**TASKS TO COMPLETE**
**A.** Reproduce the passage of the LaVine article from "Standing the same" up to and including "which to shoot.".
**B.** List every person named in the LaVine article.
**C.** Using the LaVine article, answer these:
(i) What jersey number does LaVine wear?
(ii) How many NBA games has LaVine started?
(iii) How much does Westbrook weigh?

**DOCUMENT EXTRACT**
--- START ---

LaVine attempting to model game after Westbrook's

BY foxsports • December 12, 2014

MINNEAPOLIS -- One of the main tasks among Timberwolves assistant Ryan Saunders' manifold duties is putting the rookies through tedious, exhaustive film study sessions.

The son of coach and president Flip Saunders and point guard Zach LaVine spend plenty of time glued to the same screen. Ryan Saunders points out the 19-year-old's mistakes, tendencies and points of strength upon which to build.

He also shows LaVine the right way to do things. And in many cases, that means dissecting replays of Russell Westbrook highlights.

LaVine wears No. 8 because he grew up on the West Coast watching Kobe Bryant. But if he's to make a name of his own, it will have involved emulating the finer points of No. 0's game.

"I have hope in myself," LaVine said following the Wolves' morning shootaround Friday. "I have confidence in myself that I can get myself to that level."

Standing the same height with a comparable scoring mentality, LaVine could see himself developing into a guard of the same ilk as Westbrook. But the time for in-depth comparisons hasn't yet come; after all, LaVine's started nine NBA games.

Westbrook, on the other hand, is in seventh NBA season, all with Oklahoma City.

"They both went to UCLA, and they're both about 6-foot-5," Flip Saunders said when asked to identify similarities between the two. "That's about where we're at right now."

For one, Westbrook is bigger (200 pounds to LaVine's generous 180). Second, Westbrook's floor awareness, decision-making and experience level are all worlds ahead of LaVine's right now.

Westbrook's successes, which include three All-Star appearances and three second-team all-NBA honors, are merely stars for which to shoot.

--- END ---

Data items

--- START ---

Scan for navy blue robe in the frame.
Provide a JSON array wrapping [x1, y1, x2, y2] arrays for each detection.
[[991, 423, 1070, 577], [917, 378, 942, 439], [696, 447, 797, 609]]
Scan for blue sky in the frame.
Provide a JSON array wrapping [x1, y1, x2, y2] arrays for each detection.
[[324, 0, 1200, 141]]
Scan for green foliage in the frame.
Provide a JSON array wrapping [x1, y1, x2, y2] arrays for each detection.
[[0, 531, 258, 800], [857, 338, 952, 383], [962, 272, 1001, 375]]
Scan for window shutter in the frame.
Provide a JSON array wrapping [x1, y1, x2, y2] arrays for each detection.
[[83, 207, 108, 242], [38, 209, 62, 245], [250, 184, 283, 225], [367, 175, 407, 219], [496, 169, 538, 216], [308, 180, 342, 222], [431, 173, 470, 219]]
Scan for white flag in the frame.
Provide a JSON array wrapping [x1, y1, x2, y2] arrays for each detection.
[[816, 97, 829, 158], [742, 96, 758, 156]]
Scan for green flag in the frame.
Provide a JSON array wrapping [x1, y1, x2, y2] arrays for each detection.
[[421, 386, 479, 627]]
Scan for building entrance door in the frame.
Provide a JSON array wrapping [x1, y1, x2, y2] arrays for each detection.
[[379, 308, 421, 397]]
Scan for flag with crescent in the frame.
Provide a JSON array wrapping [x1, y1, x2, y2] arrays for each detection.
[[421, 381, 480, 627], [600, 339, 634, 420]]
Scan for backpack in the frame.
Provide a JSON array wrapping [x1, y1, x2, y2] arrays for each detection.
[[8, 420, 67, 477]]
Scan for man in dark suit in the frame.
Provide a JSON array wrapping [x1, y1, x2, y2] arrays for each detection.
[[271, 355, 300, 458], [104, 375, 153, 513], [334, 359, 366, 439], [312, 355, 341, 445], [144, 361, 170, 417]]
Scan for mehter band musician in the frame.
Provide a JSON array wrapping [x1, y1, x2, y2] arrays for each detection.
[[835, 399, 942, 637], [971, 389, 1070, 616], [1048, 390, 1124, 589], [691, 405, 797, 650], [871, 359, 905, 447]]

--- END ---

**ANSWERS PER TASK**
**A.**
Standing the same height with a comparable scoring mentality, LaVine could see himself developing into a guard of the same ilk as Westbrook. But the time for in-depth comparisons hasn't yet come; after all, LaVine's started nine NBA games.

Westbrook, on the other hand, is in seventh NBA season, all with Oklahoma City.

"They both went to UCLA, and they're both about 6-foot-5," Flip Saunders said when asked to identify similarities between the two. "That's about where we're at right now."

For one, Westbrook is bigger (200 pounds to LaVine's generous 180). Second, Westbrook's floor awareness, decision-making and experience level are all worlds ahead of LaVine's right now.

Westbrook's successes, which include three All-Star appearances and three second-team all-NBA honors, are merely stars for which to shoot.

**B.**
Ryan Saunders
Flip Saunders
Zach LaVine
Russell Westbrook
Kobe Bryant

**C.**
(i) No. 8
(ii) Nine
(iii) 200 pounds